> Exercise material:
-=-=-=-=-

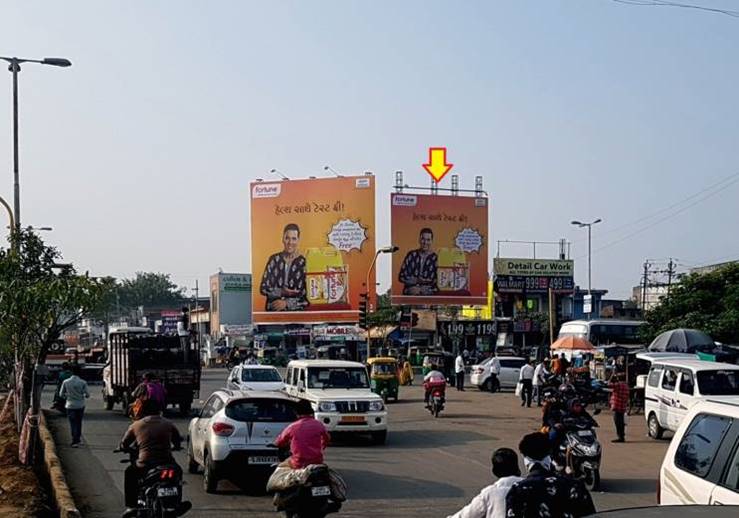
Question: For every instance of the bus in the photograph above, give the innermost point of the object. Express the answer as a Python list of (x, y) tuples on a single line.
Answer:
[(604, 331)]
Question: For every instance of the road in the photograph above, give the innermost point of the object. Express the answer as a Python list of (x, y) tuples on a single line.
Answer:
[(430, 467)]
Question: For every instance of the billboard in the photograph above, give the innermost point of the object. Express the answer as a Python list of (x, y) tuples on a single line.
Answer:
[(312, 243), (443, 249), (516, 275)]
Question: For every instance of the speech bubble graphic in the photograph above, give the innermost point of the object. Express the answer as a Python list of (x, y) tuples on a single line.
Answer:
[(468, 240), (347, 235)]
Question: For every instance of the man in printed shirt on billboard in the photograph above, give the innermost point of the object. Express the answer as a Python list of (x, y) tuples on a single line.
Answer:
[(283, 281), (418, 272)]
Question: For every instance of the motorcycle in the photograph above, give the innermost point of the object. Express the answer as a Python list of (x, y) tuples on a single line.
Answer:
[(310, 492), (579, 452), (437, 397), (160, 490)]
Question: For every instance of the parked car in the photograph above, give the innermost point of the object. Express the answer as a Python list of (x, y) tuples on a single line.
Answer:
[(255, 377), (230, 436), (508, 378), (340, 394), (701, 466), (674, 386)]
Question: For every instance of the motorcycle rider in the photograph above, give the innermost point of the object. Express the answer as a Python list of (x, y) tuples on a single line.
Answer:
[(306, 437), (154, 436), (433, 378)]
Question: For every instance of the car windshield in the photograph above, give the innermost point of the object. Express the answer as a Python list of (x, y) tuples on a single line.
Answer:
[(337, 377), (263, 410), (260, 375), (719, 383)]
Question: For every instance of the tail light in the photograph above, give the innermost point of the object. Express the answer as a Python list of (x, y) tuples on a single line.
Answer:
[(222, 429)]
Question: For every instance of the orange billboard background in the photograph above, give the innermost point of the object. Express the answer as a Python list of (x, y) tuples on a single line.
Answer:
[(335, 247), (449, 265)]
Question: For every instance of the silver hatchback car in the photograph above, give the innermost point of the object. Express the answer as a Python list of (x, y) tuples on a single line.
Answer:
[(230, 437)]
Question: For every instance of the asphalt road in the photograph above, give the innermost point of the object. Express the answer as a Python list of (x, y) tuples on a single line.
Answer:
[(429, 467)]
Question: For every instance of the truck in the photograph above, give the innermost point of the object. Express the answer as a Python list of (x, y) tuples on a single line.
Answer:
[(133, 352)]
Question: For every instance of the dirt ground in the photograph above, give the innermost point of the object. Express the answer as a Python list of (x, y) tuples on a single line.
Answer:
[(21, 493)]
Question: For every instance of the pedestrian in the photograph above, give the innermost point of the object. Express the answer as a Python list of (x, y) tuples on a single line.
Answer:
[(490, 503), (545, 493), (526, 378), (619, 403), (459, 371), (540, 376), (74, 390)]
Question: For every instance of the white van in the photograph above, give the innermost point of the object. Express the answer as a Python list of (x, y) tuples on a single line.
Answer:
[(701, 466), (340, 394), (674, 386)]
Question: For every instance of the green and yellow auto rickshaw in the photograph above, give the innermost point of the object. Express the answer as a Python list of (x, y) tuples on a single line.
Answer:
[(384, 377)]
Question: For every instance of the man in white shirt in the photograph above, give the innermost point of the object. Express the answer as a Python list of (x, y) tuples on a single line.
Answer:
[(526, 378), (540, 374), (459, 371), (490, 503)]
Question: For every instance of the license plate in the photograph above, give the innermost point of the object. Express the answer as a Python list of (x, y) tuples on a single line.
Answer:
[(167, 491), (352, 419), (262, 460), (320, 491)]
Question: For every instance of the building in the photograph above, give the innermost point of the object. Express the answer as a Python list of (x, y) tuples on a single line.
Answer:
[(230, 301)]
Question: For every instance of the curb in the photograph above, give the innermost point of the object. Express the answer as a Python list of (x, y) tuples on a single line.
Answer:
[(60, 490)]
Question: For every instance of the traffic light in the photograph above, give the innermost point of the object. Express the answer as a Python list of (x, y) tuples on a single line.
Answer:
[(363, 310)]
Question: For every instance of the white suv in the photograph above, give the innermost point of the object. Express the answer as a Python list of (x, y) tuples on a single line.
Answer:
[(701, 466), (340, 394), (480, 375), (231, 435)]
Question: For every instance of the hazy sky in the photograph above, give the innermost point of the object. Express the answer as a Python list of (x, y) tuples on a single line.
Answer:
[(140, 155)]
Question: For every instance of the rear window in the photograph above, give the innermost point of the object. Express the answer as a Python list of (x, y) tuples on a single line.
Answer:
[(512, 364), (262, 410), (700, 443), (719, 383), (260, 375)]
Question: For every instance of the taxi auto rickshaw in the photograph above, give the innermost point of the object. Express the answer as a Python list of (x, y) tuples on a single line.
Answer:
[(384, 377)]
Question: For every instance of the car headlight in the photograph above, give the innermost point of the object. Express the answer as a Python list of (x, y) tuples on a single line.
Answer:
[(376, 406), (327, 406)]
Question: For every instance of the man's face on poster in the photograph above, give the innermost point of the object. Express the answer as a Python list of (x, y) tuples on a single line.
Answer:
[(425, 240), (290, 240)]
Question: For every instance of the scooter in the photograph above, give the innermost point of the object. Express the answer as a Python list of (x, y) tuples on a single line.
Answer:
[(310, 495), (160, 490), (579, 452)]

-=-=-=-=-

> Challenge: Render every line of the records above as a Markdown table with the columns Row and Line, numbering the rows in sequence. Omit the pictures and any blank lines.

> Solution for this exercise:
| Row | Line |
|---|---|
| 1 | Question: For every instance of the bus in the photograph above, give the innermost point of the object. Express the answer as a Python list of (x, y) tuples on a single line. |
| 2 | Answer: |
| 3 | [(604, 331)] |
| 4 | Question: For every instance of the road in the photograph above, give the innermost point of the object. Express the answer as a Python list of (x, y) tuples on a single line. |
| 5 | Answer: |
| 6 | [(430, 467)] |
| 7 | Question: For every instance of the billboard in the photograph above, give the innermost point of the object. Express the answer as a Python list of (x, y) tuples on a single line. |
| 8 | Answer: |
| 9 | [(312, 243), (443, 249), (516, 275)] |
| 10 | Question: For every instance of the speech bubble graphic in the photograph above, give the innermost point of the object. Express the answer as a Python list of (x, y) tuples on a single line. |
| 11 | Answer: |
| 12 | [(468, 240), (347, 235)] |
| 13 | Question: For every instance of the man in printed shirt on billboard in the photograph above, give the innermost point of the object. Express the answer as a Python list of (x, y) tuples on a single line. |
| 14 | Answer: |
| 15 | [(283, 281), (418, 272)] |
| 16 | Question: For every instance of the motorcycle in the photograph above, give the innermost point of the object. Express the answer as a Python list of (x, y) tuples on a single line. |
| 17 | Answer: |
| 18 | [(310, 492), (579, 452), (437, 397), (160, 490)] |
| 19 | Question: For every instance of the parked car in the photograph above, give the innermost point of the object. Express the answer as a Python list of (x, y) tuples on a single line. |
| 20 | Answer: |
| 21 | [(255, 377), (230, 436), (508, 378), (340, 394), (701, 466), (674, 386)] |
| 22 | Question: For every instance of the motorcycle rider in the photograph above, give the innermost point of the object. Express the answer as a Python list of (x, y) tuples on a single line. |
| 23 | Answer: |
| 24 | [(306, 437), (154, 436), (433, 378)] |
| 25 | Question: For every instance of the car windshield in the photograph above, give the innermost point of the object. Express the answer as a Python list of (x, y) tuples on a single line. |
| 26 | Answer: |
| 27 | [(337, 377), (263, 410), (260, 375), (719, 383)] |
| 28 | Question: For every instance of the tail light in the photograph above, give the innermost point of the object. Express the answer as a Python list of (x, y) tuples on a single line. |
| 29 | Answer: |
| 30 | [(222, 429)] |
| 31 | Question: For every instance of the orange billboard background in the photograph above, give the innermost point of the object. Express the answer as a Python list of (x, y) tuples on a single line. |
| 32 | Answer: |
| 33 | [(335, 247), (449, 265)] |
| 34 | Question: For every instance of the silver hatchback car in the photograph above, give the innermost point of the object. Express the answer as a Python list of (x, y) tuples on a single line. |
| 35 | Answer: |
| 36 | [(230, 437)] |
| 37 | Question: For every instance of the asphalt road in the photograph above, give the innermost point of the object. Express the answer as a Python list of (x, y) tuples on a single line. |
| 38 | Answer: |
| 39 | [(429, 467)] |
| 40 | Question: For every instance of the truck in the photograph above, give the innermost point of the object. Express the answer as a Python list of (x, y) tuples on a single line. |
| 41 | Answer: |
| 42 | [(133, 352)] |
| 43 | Question: For every instance of the dirt ground in the photograph above, give the innermost point of the object. Express the answer as a Python list of (x, y) tuples on a single line. |
| 44 | Answer: |
| 45 | [(21, 493)] |
| 46 | Question: For every instance of the pedestrian in the photograph above, give the innermost point of the object. Express the answer as a Python list of (x, y) tuples on a single line. |
| 47 | Answer: |
| 48 | [(490, 503), (545, 493), (526, 378), (619, 403), (459, 371), (540, 376), (74, 390)] |
| 49 | Question: For every instance of the white van in the photograph above, give the innermost point of the object. Express the answer as a Python list of (x, y) tuples on a single line. |
| 50 | Answer: |
| 51 | [(701, 466), (340, 394), (674, 386)] |
| 52 | Question: For every instance of the green and yellow auto rickshaw in the photograph above, give the innermost point of the object. Express the answer as a Python list of (x, y) tuples on a single line. |
| 53 | Answer: |
| 54 | [(384, 377)] |
| 55 | Question: For every instance of the man in white shirt in the photograph above, give the innermost point of the object. Express the answer as a Python list of (x, y) tuples on a single line. |
| 56 | Answer: |
| 57 | [(526, 378), (540, 374), (459, 371), (490, 503)] |
| 58 | Question: For every instance of the license plate in the photograph above, give the innermost point of the object. Express the answer as a Python list of (x, y) tuples on a single line. |
| 59 | Answer: |
| 60 | [(167, 491), (352, 419), (262, 460), (320, 491)] |
| 61 | Question: For every instance of the building in the photograph above, give the innermost point of the object. Express the answer as a Python list of (x, y) tuples on a single line. |
| 62 | Answer: |
| 63 | [(230, 301)] |
| 64 | Question: For every instance of the curb in the photograph above, give the innermost point of the object. Express the answer as a Python list of (x, y) tuples on a single line. |
| 65 | Answer: |
| 66 | [(60, 490)] |
| 67 | Question: For every instance of the traffic light in the photograph above, give the innermost point of the object. Express the answer as a Python list of (x, y) tuples on a single line. |
| 68 | Answer: |
| 69 | [(363, 310)] |
| 70 | Question: For every instance of the white suv in the photograph above, give the innermost point of the object. Express the answer as a Python list of (x, y) tuples on a single line. |
| 71 | Answer: |
| 72 | [(701, 466), (340, 394), (480, 375), (231, 435)] |
| 73 | Question: For every instance of the hazy sky in the photograph above, give the innermost point of the object. Express the answer as a Python list of (x, y) tuples on a single line. |
| 74 | Answer: |
| 75 | [(140, 155)] |
| 76 | Question: For every instance of the rear window in the photograph above, give the innermost point of the object. Express the answer as a Python list of (x, y) tuples on a single line. |
| 77 | Answer: |
| 78 | [(512, 364), (262, 410), (700, 443), (719, 383), (260, 375)] |
| 79 | Question: For every instance of the taxi auto rickshaw in the photograph above, give the innermost point of the object. Express the answer as a Python list of (x, y) tuples on a single line. |
| 80 | Answer: |
| 81 | [(384, 377)] |
| 82 | Question: For every instance of the car headlight in the photograph above, give the innermost point of the object. Express the answer as a Python list of (x, y) tuples on a single line. |
| 83 | Answer: |
| 84 | [(376, 406), (327, 406)] |
| 85 | Question: For every instance of the man's face on poster in the photograph above, give the innermost point of the object. Express the answer as a Python list of (x, y) tuples on a single line. |
| 86 | Answer: |
| 87 | [(425, 240), (290, 240)] |
| 88 | Question: For every instance of the scooter in the photograph above, give the innermost point of the object. Express the answer as a Python list of (x, y) tuples on a single line. |
| 89 | Answer: |
| 90 | [(310, 495), (160, 490), (579, 452)] |